What you return should match every entry, character for character.

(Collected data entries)
• • • • •

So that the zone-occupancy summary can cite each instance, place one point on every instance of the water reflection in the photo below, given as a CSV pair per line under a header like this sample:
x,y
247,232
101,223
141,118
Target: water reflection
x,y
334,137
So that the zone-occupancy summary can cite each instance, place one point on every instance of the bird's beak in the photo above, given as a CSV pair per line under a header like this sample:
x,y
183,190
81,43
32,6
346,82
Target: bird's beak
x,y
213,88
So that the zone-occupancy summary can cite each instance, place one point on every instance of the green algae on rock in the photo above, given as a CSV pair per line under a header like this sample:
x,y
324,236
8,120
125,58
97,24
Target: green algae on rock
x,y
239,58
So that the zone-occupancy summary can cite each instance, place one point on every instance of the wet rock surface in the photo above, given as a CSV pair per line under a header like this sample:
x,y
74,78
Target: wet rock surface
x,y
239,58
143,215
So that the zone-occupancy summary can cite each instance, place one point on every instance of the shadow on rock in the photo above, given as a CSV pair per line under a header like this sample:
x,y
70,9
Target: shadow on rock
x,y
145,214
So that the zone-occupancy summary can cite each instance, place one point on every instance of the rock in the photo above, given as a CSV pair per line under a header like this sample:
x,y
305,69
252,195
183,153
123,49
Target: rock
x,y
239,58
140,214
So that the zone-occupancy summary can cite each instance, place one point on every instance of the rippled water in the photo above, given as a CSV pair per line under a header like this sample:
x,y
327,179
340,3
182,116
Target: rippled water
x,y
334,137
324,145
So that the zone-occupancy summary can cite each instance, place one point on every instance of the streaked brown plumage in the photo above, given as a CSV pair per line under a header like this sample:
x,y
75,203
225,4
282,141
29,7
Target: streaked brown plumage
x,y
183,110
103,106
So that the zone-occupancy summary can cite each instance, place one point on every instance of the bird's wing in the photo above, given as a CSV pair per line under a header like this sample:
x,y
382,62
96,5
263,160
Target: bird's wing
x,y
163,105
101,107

• • • • •

*Final answer:*
So that the zone-occupancy summary can cite each instance, place one point on every instance of the water reflection in the photo below, given as a CSV pair per line under a header like this sample:
x,y
247,232
101,223
141,118
Target: water reflection
x,y
334,137
So that the zone-occupancy summary can cite each instance, place one point on every instance of the bird's beak in the photo above, given as a CSV pair per line under a header like this sample:
x,y
183,190
81,43
32,6
346,82
Target: bird's beak
x,y
213,88
So that the zone-occupancy summary can cite each instance, place one point on every instance of the green algae on rock in the photo above, given as a CSV pair per line under a header like this sample:
x,y
324,236
8,120
125,58
97,24
Target: green algae on rock
x,y
239,58
So that the zone-occupancy summary can cite each instance, place one point on every instance of the wet rock surface in the photo above, given as a CSV pair per line under a header like this sample:
x,y
74,78
Target: wet rock surface
x,y
239,58
143,215
So that the zone-occupancy summary can cite each instance, place one point on every instance of the shadow on rock in the photo above, given as a CSV pair per line under a header like this sample:
x,y
70,9
Target: shadow on rock
x,y
145,214
So that the zone-occupancy summary can cite each instance, place one point on every instance of the rock in the photo above, given as a CSV pair per line under a header like this sample:
x,y
305,69
252,195
183,153
123,49
Target: rock
x,y
239,58
140,214
So that the zone-occupancy summary can cite each instance, place one point on every instance of the rippled water in the photo above, given as a CSV pair per line under a header like this sample:
x,y
327,179
340,3
182,116
Target: rippled water
x,y
334,137
324,145
So that the zone-occupancy summary can cite each instance, place one point on every instance of the streaked brown plumage in the photo above, given as a CSV pair per line under a header like this sample:
x,y
75,203
225,4
282,141
29,7
Target: streaked brown plumage
x,y
183,110
103,106
So that the zone-occupancy summary can cite each instance, place one point on every instance of the bird's wing in the photo above, given as a CSV pair per line under a header like this sample:
x,y
382,62
96,5
263,160
Target: bird's wing
x,y
163,105
101,107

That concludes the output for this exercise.